__ENTRIES__
#####

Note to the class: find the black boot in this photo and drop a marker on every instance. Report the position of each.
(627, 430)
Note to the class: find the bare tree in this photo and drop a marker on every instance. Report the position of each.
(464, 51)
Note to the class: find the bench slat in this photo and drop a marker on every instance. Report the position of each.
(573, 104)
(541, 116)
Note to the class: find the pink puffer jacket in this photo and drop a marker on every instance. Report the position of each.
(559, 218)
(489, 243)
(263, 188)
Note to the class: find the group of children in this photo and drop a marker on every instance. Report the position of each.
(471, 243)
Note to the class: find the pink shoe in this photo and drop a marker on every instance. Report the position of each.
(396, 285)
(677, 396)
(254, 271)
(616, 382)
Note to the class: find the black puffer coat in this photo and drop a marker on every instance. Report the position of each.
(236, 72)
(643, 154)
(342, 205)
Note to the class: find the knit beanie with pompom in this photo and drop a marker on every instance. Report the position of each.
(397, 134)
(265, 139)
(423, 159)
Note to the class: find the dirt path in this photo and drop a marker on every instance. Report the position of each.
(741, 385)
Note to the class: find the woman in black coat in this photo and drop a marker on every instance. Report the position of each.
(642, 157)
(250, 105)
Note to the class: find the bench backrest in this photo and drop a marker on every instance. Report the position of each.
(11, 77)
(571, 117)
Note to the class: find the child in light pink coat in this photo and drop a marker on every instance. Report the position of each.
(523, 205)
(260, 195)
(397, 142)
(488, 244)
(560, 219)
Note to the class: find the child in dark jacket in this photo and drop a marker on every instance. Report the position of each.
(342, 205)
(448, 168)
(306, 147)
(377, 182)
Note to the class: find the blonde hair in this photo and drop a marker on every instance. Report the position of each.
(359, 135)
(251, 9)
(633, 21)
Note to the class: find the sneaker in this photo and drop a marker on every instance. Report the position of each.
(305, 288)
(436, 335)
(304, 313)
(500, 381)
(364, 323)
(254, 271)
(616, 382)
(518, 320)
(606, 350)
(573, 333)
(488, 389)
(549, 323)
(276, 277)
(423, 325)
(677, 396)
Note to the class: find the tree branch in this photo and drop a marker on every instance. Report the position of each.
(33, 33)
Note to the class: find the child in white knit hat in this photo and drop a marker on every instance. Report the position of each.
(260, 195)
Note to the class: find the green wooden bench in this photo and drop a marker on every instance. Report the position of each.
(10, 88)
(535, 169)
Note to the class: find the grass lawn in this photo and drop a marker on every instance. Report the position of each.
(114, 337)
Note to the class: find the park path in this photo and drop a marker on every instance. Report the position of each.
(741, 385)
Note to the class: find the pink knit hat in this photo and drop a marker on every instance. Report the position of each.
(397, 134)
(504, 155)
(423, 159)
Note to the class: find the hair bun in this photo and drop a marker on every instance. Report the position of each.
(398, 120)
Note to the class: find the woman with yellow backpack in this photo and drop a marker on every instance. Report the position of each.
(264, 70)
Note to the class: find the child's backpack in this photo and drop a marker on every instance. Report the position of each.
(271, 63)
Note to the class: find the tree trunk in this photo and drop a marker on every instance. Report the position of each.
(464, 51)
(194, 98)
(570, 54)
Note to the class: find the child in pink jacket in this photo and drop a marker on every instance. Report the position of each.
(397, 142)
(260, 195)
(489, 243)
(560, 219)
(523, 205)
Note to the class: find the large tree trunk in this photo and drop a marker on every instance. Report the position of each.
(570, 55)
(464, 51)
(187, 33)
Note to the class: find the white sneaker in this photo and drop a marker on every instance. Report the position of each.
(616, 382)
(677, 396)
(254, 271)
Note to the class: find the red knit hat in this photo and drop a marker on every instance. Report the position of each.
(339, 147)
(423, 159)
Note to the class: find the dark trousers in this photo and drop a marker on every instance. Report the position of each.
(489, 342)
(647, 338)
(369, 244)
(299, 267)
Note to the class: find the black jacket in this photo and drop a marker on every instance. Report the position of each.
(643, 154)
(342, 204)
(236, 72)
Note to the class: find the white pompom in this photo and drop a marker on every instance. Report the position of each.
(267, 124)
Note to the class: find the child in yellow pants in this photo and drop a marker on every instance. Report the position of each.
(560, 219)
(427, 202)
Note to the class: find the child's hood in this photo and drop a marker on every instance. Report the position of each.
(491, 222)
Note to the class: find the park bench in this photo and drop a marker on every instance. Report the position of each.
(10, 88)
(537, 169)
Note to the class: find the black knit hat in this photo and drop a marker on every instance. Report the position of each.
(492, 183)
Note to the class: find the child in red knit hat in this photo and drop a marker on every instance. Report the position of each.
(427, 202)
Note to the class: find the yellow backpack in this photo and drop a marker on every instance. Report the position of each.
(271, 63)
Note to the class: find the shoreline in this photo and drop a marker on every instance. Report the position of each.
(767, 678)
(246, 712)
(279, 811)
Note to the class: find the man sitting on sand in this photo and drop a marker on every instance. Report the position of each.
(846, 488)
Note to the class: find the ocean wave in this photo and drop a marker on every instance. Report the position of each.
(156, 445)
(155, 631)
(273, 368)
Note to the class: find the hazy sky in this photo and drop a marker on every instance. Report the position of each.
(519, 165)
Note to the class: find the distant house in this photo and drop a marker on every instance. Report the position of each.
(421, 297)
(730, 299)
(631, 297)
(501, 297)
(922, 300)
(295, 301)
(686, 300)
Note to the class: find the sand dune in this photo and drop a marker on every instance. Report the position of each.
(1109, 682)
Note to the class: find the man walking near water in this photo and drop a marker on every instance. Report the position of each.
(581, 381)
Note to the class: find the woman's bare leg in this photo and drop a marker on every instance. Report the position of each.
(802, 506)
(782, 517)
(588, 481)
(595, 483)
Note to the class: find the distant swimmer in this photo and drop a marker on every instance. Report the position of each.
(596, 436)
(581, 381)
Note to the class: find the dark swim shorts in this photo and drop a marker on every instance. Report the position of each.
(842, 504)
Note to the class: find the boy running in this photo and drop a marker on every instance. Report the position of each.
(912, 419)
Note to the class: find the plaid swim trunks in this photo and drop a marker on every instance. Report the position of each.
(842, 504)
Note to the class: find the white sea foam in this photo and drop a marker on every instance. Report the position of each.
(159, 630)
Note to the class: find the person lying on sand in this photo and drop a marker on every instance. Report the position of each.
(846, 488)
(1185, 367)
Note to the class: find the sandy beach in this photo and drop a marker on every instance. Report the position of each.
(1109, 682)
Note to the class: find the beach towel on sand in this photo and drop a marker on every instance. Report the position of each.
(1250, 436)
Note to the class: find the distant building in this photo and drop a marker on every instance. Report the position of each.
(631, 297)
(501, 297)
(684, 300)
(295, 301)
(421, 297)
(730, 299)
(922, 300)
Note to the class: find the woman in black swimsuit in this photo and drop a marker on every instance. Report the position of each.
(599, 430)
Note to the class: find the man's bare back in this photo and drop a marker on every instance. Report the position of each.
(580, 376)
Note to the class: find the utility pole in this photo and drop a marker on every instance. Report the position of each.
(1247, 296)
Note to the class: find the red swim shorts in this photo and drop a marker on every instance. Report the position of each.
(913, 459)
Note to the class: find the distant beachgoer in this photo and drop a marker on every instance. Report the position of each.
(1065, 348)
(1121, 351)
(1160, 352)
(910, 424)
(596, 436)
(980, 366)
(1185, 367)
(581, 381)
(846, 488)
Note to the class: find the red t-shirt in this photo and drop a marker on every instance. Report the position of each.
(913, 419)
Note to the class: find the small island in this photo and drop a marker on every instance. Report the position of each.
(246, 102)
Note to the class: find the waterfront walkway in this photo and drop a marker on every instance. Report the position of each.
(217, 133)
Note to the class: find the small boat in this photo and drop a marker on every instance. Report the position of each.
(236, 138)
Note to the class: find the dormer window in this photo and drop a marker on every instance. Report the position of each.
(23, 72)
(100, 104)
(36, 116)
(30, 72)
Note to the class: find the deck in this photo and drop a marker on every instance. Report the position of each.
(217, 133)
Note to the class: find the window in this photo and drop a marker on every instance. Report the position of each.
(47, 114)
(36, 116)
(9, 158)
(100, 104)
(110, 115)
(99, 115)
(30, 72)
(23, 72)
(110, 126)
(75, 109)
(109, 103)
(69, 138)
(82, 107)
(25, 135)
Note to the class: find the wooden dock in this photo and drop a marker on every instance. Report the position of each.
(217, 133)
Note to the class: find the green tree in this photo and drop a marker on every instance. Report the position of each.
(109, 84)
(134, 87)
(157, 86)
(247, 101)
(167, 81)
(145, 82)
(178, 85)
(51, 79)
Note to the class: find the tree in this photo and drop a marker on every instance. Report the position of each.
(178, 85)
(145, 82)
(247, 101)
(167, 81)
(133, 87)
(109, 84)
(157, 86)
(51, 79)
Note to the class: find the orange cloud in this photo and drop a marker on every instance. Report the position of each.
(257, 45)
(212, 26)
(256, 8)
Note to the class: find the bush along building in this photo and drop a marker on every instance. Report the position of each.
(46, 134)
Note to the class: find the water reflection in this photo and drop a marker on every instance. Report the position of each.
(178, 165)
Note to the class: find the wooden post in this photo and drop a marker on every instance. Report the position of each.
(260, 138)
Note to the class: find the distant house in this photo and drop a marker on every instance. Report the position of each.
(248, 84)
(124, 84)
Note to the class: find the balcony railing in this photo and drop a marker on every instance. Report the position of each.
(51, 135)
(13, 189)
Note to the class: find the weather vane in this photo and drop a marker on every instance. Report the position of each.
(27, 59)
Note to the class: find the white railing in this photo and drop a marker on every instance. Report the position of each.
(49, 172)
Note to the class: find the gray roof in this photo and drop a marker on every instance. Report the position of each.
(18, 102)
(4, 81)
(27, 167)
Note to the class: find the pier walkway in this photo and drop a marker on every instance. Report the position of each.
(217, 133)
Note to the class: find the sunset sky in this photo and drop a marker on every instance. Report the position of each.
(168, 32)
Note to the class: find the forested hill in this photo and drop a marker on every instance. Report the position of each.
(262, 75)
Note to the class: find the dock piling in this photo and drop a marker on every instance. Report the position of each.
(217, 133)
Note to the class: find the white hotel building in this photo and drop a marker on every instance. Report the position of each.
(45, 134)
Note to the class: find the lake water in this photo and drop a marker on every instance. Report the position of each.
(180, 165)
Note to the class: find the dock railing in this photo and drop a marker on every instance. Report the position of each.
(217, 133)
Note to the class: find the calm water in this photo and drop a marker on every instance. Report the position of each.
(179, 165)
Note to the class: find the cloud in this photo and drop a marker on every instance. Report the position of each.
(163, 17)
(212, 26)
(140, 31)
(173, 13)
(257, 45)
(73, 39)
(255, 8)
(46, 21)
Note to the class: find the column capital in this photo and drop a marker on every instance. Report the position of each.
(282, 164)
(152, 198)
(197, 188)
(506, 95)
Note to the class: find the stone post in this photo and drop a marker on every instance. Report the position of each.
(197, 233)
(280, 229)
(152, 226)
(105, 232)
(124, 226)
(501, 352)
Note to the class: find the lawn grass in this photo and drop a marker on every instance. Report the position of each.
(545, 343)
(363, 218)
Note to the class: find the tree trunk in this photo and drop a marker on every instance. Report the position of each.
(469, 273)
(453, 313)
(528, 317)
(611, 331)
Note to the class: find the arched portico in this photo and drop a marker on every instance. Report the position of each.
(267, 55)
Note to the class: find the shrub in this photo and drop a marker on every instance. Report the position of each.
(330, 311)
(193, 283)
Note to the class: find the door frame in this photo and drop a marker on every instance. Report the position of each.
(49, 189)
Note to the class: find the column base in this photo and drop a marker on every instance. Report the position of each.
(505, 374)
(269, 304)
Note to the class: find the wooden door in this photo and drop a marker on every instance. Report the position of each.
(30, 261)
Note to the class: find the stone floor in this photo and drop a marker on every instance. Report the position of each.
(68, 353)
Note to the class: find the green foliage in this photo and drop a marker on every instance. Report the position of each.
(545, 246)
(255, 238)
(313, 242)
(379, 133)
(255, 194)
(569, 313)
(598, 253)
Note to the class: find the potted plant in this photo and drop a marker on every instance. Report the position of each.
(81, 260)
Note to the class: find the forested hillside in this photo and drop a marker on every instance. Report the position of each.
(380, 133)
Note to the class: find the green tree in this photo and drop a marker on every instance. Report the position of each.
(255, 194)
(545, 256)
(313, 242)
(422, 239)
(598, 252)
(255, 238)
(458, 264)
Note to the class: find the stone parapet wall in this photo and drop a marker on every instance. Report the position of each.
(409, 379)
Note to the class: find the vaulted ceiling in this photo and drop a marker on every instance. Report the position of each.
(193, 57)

#####

Please print the material above again word for word, starting at the line that contains "Note to the class: find the door" and stopping after its final line.

__ANSWER TO THIS TASK__
Note to the class: find the door frame in this photo and drop a marker on every instance. Report the position of each.
(49, 189)
Note to the class: find the column base in this photo and drop a marker on every instance. Report the position of each.
(505, 374)
(269, 304)
Note to the class: find the wooden door in this photo and drop a marker on every instance. Report the position of each.
(30, 261)
Note to the class: find the stone floor in this photo and drop a marker on every instance. Report the position of each.
(68, 353)
Note to the class: find the green foliage in this photo and drop a marker on every instance. Report the position of each.
(545, 246)
(255, 238)
(313, 242)
(379, 133)
(255, 194)
(569, 313)
(598, 253)
Note to the class: find the potted plant in this photo and drop a marker on every instance. Report the position of each.
(81, 260)
Note to the class: find the forested hillside in this photo and drop a marker on every instance. Report the position of each.
(380, 133)
Note to the class: find the green tree in this photo and drop a marker on every instance. Report the position of each.
(255, 194)
(545, 256)
(313, 242)
(422, 239)
(598, 252)
(255, 238)
(458, 264)
Note to the class: find the stone parapet wall in this photo and drop a marker on every instance. Report the position of each.
(409, 379)
Note to the class: find the vaulted ceiling in this photo and drop a marker on every instance. Report the position of each.
(193, 57)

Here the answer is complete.